• [What you are asked to do] Render every line of the items below as a numbered list, leaving out the blank lines.

[Dataset excerpt]
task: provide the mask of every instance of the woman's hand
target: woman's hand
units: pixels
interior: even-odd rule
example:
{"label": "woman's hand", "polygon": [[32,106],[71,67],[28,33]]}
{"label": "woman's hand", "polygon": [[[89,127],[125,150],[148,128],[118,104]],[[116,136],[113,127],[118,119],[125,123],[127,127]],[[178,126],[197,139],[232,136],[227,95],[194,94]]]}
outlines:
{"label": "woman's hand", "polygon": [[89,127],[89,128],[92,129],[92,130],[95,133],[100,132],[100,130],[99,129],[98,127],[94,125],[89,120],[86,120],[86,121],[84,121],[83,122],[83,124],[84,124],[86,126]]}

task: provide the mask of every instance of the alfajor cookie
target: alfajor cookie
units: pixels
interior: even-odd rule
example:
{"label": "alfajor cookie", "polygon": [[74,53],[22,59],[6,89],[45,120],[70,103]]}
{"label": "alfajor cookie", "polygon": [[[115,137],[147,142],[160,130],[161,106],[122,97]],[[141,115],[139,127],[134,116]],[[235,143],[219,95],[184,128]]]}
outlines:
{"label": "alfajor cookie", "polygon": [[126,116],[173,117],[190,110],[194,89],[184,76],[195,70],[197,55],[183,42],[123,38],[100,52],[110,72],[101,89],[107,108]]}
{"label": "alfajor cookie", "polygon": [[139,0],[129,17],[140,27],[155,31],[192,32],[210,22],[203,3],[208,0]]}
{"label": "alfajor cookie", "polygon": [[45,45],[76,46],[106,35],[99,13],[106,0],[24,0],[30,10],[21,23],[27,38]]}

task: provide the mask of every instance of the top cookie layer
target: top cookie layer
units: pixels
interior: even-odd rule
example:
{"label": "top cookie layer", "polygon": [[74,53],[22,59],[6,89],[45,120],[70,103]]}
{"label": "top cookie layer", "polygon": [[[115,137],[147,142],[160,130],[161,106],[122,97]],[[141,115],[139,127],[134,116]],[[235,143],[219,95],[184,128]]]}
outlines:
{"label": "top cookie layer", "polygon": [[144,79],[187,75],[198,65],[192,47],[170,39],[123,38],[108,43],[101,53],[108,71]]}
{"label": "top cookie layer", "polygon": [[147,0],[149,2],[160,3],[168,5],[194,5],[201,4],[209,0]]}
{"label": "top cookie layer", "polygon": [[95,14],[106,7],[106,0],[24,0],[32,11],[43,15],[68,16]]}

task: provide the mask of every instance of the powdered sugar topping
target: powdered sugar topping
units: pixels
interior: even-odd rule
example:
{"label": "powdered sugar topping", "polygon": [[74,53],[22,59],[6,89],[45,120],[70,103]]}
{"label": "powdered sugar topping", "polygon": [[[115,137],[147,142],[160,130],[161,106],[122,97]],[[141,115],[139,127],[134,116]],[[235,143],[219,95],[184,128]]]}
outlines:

• [Result of this task]
1. task: provide the mask of every instance of the woman's hand
2. target: woman's hand
3. units: pixels
4. interior: even-odd rule
5. example:
6. {"label": "woman's hand", "polygon": [[32,106],[71,67],[28,33]]}
7. {"label": "woman's hand", "polygon": [[[89,127],[125,150],[148,128],[118,104]],[[116,136],[113,127],[118,119],[125,123],[127,127]],[[178,126],[197,139],[232,136],[227,95],[194,94]]]}
8. outlines:
9. {"label": "woman's hand", "polygon": [[89,127],[89,128],[92,129],[92,130],[95,133],[100,132],[100,130],[99,129],[98,127],[94,125],[89,120],[86,120],[86,121],[84,121],[83,122],[83,124],[84,124],[86,126]]}
10. task: provide the mask of every instance of the alfajor cookie
11. target: alfajor cookie
12. units: pixels
13. interior: even-odd rule
14. example:
15. {"label": "alfajor cookie", "polygon": [[74,53],[22,59],[6,89],[45,120],[70,103]]}
16. {"label": "alfajor cookie", "polygon": [[[115,137],[147,142],[160,130],[161,106],[122,97]],[[141,115],[139,127],[134,116]],[[235,143],[219,95],[184,128]]]}
17. outlines:
18. {"label": "alfajor cookie", "polygon": [[126,116],[173,117],[190,110],[194,89],[184,76],[195,70],[197,55],[183,42],[123,38],[100,52],[110,72],[101,89],[107,108]]}
19. {"label": "alfajor cookie", "polygon": [[139,0],[129,17],[140,27],[155,31],[192,32],[210,22],[203,3],[208,0]]}
20. {"label": "alfajor cookie", "polygon": [[45,45],[76,46],[106,35],[99,13],[106,0],[24,0],[30,10],[21,23],[27,38]]}
21. task: provide the mask of every instance of the top cookie layer
22. target: top cookie layer
23. units: pixels
24. interior: even-odd rule
25. example:
26. {"label": "top cookie layer", "polygon": [[74,53],[22,59],[6,89],[45,120],[70,103]]}
27. {"label": "top cookie layer", "polygon": [[[115,137],[147,142],[160,130],[161,106],[122,97]],[[141,115],[139,127],[134,116]],[[235,143],[219,95],[184,128]]]}
28. outlines:
29. {"label": "top cookie layer", "polygon": [[144,79],[187,75],[198,65],[192,47],[170,39],[123,38],[108,43],[101,53],[108,71]]}
30. {"label": "top cookie layer", "polygon": [[147,0],[149,2],[160,3],[168,5],[194,5],[201,4],[209,0]]}
31. {"label": "top cookie layer", "polygon": [[95,14],[106,7],[106,0],[24,0],[32,11],[43,15],[68,16]]}
32. task: provide the mask of every instance of the powdered sugar topping
33. target: powdered sugar topping
34. units: pixels
35. interior: even-odd rule
36. example:
37. {"label": "powdered sugar topping", "polygon": [[74,53],[22,59],[6,89],[45,120],[70,103]]}
38. {"label": "powdered sugar topping", "polygon": [[[115,137],[147,142],[160,130],[161,106],[122,97]],[[141,115],[139,127],[134,116]],[[235,143],[219,95],[184,128]]]}
39. outlines:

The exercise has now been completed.